* **TO DO**:
Every word of the data below has to be copied faithfully.

* **MATERIAL FOR THIS EXERCISE**:
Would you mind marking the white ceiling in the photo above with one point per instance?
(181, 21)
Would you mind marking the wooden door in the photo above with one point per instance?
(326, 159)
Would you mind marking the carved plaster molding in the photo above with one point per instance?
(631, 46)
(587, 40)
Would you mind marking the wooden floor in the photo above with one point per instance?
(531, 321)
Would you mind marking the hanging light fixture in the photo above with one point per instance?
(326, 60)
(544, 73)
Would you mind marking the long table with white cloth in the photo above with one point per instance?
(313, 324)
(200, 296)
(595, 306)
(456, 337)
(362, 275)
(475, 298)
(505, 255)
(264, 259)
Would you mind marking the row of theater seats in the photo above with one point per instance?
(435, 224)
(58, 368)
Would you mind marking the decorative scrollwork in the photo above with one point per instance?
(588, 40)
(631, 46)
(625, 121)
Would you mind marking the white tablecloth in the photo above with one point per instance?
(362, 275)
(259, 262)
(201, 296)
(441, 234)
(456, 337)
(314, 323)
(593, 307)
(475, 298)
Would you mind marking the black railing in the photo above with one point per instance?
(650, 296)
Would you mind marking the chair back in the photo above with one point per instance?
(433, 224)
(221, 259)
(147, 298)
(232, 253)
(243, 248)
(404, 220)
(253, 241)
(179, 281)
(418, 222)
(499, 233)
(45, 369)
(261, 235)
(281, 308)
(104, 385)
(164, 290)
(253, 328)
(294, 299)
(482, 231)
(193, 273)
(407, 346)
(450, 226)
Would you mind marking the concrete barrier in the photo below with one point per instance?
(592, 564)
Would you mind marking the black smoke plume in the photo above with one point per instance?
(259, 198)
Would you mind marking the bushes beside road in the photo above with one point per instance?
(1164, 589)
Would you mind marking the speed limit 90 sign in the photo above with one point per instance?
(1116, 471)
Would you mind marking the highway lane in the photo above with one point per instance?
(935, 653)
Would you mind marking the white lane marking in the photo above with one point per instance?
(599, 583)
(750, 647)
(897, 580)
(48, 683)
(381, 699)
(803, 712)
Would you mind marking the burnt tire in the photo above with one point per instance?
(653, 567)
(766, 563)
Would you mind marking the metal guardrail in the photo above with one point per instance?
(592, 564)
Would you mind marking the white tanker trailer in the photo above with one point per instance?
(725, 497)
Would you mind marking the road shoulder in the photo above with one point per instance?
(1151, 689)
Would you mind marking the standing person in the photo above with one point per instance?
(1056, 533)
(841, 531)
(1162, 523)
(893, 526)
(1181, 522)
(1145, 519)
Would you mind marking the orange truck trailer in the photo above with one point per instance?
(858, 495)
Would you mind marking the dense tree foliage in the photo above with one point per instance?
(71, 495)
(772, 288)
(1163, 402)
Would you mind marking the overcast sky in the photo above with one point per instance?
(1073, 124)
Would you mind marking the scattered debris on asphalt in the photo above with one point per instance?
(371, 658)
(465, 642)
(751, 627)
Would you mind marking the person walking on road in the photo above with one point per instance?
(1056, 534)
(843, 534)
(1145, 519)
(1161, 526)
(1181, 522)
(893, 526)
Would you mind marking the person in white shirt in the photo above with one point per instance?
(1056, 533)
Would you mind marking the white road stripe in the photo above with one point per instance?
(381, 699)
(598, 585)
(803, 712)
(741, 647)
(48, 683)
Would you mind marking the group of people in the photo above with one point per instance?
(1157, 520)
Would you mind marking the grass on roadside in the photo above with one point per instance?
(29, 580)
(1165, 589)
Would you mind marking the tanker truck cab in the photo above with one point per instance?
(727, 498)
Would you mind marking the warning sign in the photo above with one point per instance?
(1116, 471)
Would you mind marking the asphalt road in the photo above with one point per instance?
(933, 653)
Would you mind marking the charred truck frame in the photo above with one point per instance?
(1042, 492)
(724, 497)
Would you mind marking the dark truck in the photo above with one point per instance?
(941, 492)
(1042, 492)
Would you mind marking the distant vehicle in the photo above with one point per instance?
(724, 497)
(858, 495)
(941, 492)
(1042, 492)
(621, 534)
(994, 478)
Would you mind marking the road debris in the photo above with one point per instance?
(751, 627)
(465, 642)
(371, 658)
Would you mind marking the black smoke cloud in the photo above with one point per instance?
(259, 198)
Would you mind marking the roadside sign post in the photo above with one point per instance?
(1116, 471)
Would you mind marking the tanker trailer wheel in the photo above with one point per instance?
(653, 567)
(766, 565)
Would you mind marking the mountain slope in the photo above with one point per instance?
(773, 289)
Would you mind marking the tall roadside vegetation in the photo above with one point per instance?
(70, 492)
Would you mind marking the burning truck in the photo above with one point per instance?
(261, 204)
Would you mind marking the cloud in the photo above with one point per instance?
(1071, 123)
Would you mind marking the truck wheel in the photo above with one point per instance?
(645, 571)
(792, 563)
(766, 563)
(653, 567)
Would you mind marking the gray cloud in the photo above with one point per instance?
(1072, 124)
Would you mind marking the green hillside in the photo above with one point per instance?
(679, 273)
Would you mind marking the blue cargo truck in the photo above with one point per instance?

* **SOLUTION FOR THIS PROBLEM**:
Would you mind marking the white ceiling in the photo above with one point per instance?
(181, 21)
Would you mind marking the wooden door in the photo above with one point per instance?
(326, 159)
Would you mind marking the carved plaster molding in the photo above with one point per instance?
(631, 46)
(587, 40)
Would you mind marking the wooden floor in the photo above with one point per instance?
(531, 321)
Would you mind marking the hanging light fixture in the photo above with one point per instance?
(326, 60)
(544, 73)
Would you mind marking the long table with white cloth in the photo above with one point per instance?
(313, 324)
(200, 296)
(595, 306)
(456, 337)
(362, 275)
(475, 298)
(505, 255)
(264, 259)
Would you mind marking the row of theater seats in the photo above with one point per instance?
(435, 224)
(58, 368)
Would you mind marking the decorative scrollwork in the photo above with one point per instance?
(588, 40)
(631, 46)
(625, 121)
Would you mind marking the white tablecloth in the photo above with one point per instance?
(362, 275)
(259, 262)
(201, 296)
(441, 234)
(456, 337)
(314, 323)
(593, 307)
(475, 298)
Would you mind marking the black railing in the photo above with one point per instance?
(650, 296)
Would you mind marking the chair back in the photo above with one point per instance?
(433, 224)
(221, 259)
(147, 298)
(232, 253)
(243, 248)
(404, 220)
(253, 241)
(179, 281)
(418, 222)
(499, 233)
(45, 369)
(261, 235)
(281, 308)
(104, 385)
(164, 290)
(253, 328)
(294, 299)
(482, 231)
(193, 273)
(407, 346)
(450, 226)
Would you mind marking the concrete barrier in the photo below with one point per instance?
(592, 564)
Would you mind marking the black smoke plume in the photo above with one point per instance?
(259, 198)
Would you mind marking the bushes beside road in the photo above with one point per instance?
(1164, 589)
Would you mind marking the speed limit 90 sign in the photo above with one point per instance?
(1116, 471)
Would you mind marking the highway lane in the photo above with one point per instance?
(935, 653)
Would you mind marking the white lane marking in the photo above with one point per instance?
(599, 583)
(750, 647)
(897, 580)
(48, 683)
(381, 699)
(803, 712)
Would you mind marking the burnt tire in the photo above with one point per instance?
(653, 567)
(766, 563)
Would you mind marking the metal guardrail in the photo above with one point per instance?
(592, 564)
Would you mind marking the white tanker trailer in the photo above with one point per instance?
(725, 497)
Would you mind marking the road shoulder in the photo above with one point per instance?
(1151, 689)
Would you mind marking the standing person in the photo above with one point per instance?
(1056, 533)
(841, 531)
(1162, 523)
(893, 526)
(1181, 522)
(1145, 519)
Would you mind marking the orange truck trailer in the photo above with one point per instance?
(858, 495)
Would you mind marking the dense tree foliage in the photo above with one point per instance?
(71, 495)
(772, 288)
(1163, 402)
Would you mind marking the overcast sky in the photo above with one point per instance?
(1073, 124)
Would you mind marking the scattered debris on asphalt in the photo above with one point per instance?
(371, 658)
(465, 642)
(751, 627)
Would you mind marking the person walking on road in the photo above with one point per instance?
(1056, 534)
(843, 534)
(1145, 519)
(1161, 526)
(1181, 522)
(893, 526)
Would you mind marking the person in white shirt in the photo above with one point per instance?
(1056, 533)
Would you mind marking the white road stripe in the photo above with one point per instance?
(381, 699)
(598, 585)
(803, 712)
(741, 647)
(48, 683)
Would you mind marking the group of people in the photo above with one point per instance?
(1157, 520)
Would you mind marking the grass on roadside in the photo above with one point per instance?
(29, 580)
(1165, 589)
Would you mind marking the tanker truck cab in the photo above with one point per instance?
(727, 498)
Would you mind marking the warning sign in the photo above with one point per instance?
(1116, 471)
Would you mind marking the asphalt road in the photo above with one point per instance?
(933, 653)
Would you mind marking the charred truck frame in the photo above with one point per instance?
(1042, 492)
(724, 497)
Would you mind marking the dark truck in the photo above with one point per instance?
(941, 492)
(1042, 492)
Would you mind marking the distant vehicle in the photo above with one point per instance?
(724, 497)
(858, 495)
(941, 492)
(1042, 492)
(621, 534)
(994, 478)
Would you mind marking the road debris in the photo above with one point per instance?
(751, 627)
(465, 642)
(371, 658)
Would you mind marking the black smoke cloud in the photo above with one point per instance?
(259, 198)
Would you mind marking the roadside sign post in the photo above with one point per instance?
(1116, 471)
Would you mind marking the tanker trailer wheel in the photo above with one point per instance?
(653, 567)
(766, 565)
Would you mind marking the mountain slope in the photo above with one point per instance?
(773, 289)
Would you mind marking the tall roadside vegetation in the photo above with one point per instance?
(70, 492)
Would you mind marking the burning truck in the photo above with one point per instance?
(261, 204)
Would you mind marking the cloud in the photo above with one point per instance?
(1071, 123)
Would you mind marking the truck wheel in the photo above with one point per instance?
(645, 571)
(792, 563)
(766, 563)
(653, 567)
Would you mind marking the gray cloud in the photo above with one point per instance?
(1072, 124)
Would you mind marking the green hillside in the photo above with one point per instance?
(679, 273)
Would you mind marking the blue cargo truck in the photo above with one point per instance?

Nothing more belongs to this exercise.